[START OF PROVIDED RECORDS]
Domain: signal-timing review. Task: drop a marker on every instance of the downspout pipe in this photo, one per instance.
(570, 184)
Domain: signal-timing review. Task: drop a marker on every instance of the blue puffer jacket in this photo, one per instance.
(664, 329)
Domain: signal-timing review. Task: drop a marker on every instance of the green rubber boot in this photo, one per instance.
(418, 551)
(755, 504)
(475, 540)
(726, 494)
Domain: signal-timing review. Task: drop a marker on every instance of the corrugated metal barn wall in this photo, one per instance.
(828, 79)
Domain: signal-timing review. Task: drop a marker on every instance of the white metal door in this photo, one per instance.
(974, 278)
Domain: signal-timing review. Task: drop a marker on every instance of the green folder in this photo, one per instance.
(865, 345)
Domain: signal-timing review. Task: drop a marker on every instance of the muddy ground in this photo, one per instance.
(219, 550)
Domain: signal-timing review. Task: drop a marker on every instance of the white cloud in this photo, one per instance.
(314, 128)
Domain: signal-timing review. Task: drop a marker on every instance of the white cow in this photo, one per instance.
[END OF PROVIDED RECORDS]
THE PROBLEM: Copy the whole listing above word for word, from the first line through the last.

WRITTEN RESPONSE:
Domain: signal-timing review. Task: drop a marker on every instance of the downspout pipe in this photo, one per instance.
(570, 184)
Domain: signal-timing review. Task: drop a marker on every instance of the blue puffer jacket in this photo, one per instance.
(664, 329)
Domain: signal-timing review. Task: drop a marker on every instance of the green rubber boot in this photo, one per instance.
(418, 551)
(755, 504)
(475, 540)
(726, 494)
Domain: signal-timing review. Task: drop a marker on every instance of the corrugated metal barn wall in this photo, one per instance.
(828, 79)
Domain: signal-timing review. Task: drop a marker on every instance of the white metal door in this photo, one per instance.
(974, 278)
Domain: signal-timing review. Task: drop a marker on every instance of the green folder in this photo, one per instance.
(865, 345)
Domain: signal-timing review. Task: drop a marker on every instance of the muddy ground in this photo, one per instance.
(219, 550)
Domain: signal-timing review. Task: drop a marker on every instance of the white cloud in this photo, one per instance.
(314, 128)
Domain: signal-timing review. Task: drop a marker on every instance of the white cow in this photo, one per instance.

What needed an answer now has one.